A edição original do livro Terra das mulheres, publicado pela primeira vez em 1915, foi fonte de inspiração para “o criador de Mulher-Maravilha e suas amazonas” e é, no mínimo, impactante. Mas o prefácio da edição brasileira, publicada pela Editora Rosa dos Tempos, me deu a impressão de que a distopia da autora inglesa, Charlotte Perkins Gilman (Que também é autora do livro Papel de parede amarelo.), não seria daquelas de tirar o fôlego, porque questiona pontos que são justificáveis, não só pela época (Antes da década de 1920.), mas também pela própria narrativa de Gilman.
O fato é que me enganei e a ressaca literária me ataca até o momento em que publico este texto.


[...] não existe horror absoluto, assim como não existe paraíso absoluto que satisfaça a todos, o que torna Charlotte Perkins Gilman [...], uma ficcionista de coragem ao ousar tocar em um dos temas mais difíceis que o gênero literário pode abordar: a igualdade.


Meu conselho é que você não comece a ler esse livro esperando por aventuras incríveis e momentos de tensão, porque não encontrará. Você encontrará um prefácio curioso e, as mais de duzentas páginas que o seguem, apresentam narrativa feita por um homem heterossexual, sobre uma terra onde a população é estrita e naturalmente feminina desde dois mil anos antes.

Um matriarcado em perfeito estado de funcionamento (Em minha opinião!), baseado no socialismo utópico e flertando com o comunismo e o protestantismo:


[...] Lançado dois anos antes da revolução Russa, a narrativa ousa flertar com uma ideia de socialismo utópico, [...] fundada principalmente na ideia do trabalho, da cidade-trabalhadora e da cooperação, num crossover muito inventivo entre o comunismo e o protestantismo.

_Registros_

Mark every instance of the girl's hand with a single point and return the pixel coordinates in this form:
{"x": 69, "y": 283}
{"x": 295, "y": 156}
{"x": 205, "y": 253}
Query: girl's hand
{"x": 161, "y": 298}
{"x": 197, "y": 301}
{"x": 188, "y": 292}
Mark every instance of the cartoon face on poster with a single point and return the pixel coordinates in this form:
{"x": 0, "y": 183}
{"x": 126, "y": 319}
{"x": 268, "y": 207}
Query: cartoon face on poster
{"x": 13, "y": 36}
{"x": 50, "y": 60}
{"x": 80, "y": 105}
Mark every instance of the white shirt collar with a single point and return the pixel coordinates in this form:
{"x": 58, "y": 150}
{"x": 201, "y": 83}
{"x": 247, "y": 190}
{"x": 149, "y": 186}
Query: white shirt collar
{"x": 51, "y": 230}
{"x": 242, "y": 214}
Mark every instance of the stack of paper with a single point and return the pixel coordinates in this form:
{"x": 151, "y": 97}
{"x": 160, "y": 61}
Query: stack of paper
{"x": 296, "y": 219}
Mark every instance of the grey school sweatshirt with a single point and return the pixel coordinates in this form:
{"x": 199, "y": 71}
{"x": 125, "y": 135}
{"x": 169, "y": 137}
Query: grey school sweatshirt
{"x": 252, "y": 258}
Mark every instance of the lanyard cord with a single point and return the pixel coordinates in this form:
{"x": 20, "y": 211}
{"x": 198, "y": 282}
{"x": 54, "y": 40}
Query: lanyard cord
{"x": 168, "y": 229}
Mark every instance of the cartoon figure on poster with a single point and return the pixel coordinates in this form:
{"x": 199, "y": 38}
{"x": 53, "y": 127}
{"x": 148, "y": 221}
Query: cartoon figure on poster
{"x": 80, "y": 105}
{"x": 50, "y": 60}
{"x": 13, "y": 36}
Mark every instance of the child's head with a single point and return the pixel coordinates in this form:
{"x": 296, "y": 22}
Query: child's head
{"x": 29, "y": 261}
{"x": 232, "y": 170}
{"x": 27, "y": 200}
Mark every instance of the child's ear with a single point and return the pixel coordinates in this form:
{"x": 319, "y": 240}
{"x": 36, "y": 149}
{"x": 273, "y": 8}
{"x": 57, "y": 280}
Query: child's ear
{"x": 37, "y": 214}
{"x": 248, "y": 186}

_Problema proposto_
Cite por inteiro o trecho sobre o livro Terra das mulheres, sem mudar nenhuma palavra ou pontuação.

_Solução escrita_
A edição original do livro Terra das mulheres, publicado pela primeira vez em 1915, foi fonte de inspiração para “o criador de Mulher-Maravilha e suas amazonas” e é, no mínimo, impactante. Mas o prefácio da edição brasileira, publicada pela Editora Rosa dos Tempos, me deu a impressão de que a distopia da autora inglesa, Charlotte Perkins Gilman (Que também é autora do livro Papel de parede amarelo.), não seria daquelas de tirar o fôlego, porque questiona pontos que são justificáveis, não só pela época (Antes da década de 1920.), mas também pela própria narrativa de Gilman.
O fato é que me enganei e a ressaca literária me ataca até o momento em que publico este texto.


[...] não existe horror absoluto, assim como não existe paraíso absoluto que satisfaça a todos, o que torna Charlotte Perkins Gilman [...], uma ficcionista de coragem ao ousar tocar em um dos temas mais difíceis que o gênero literário pode abordar: a igualdade.


Meu conselho é que você não comece a ler esse livro esperando por aventuras incríveis e momentos de tensão, porque não encontrará. Você encontrará um prefácio curioso e, as mais de duzentas páginas que o seguem, apresentam narrativa feita por um homem heterossexual, sobre uma terra onde a população é estrita e naturalmente feminina desde dois mil anos antes.

Um matriarcado em perfeito estado de funcionamento (Em minha opinião!), baseado no socialismo utópico e flertando com o comunismo e o protestantismo:


[...] Lançado dois anos antes da revolução Russa, a narrativa ousa flertar com uma ideia de socialismo utópico, [...] fundada principalmente na ideia do trabalho, da cidade-trabalhadora e da cooperação, num crossover muito inventivo entre o comunismo e o protestantismo.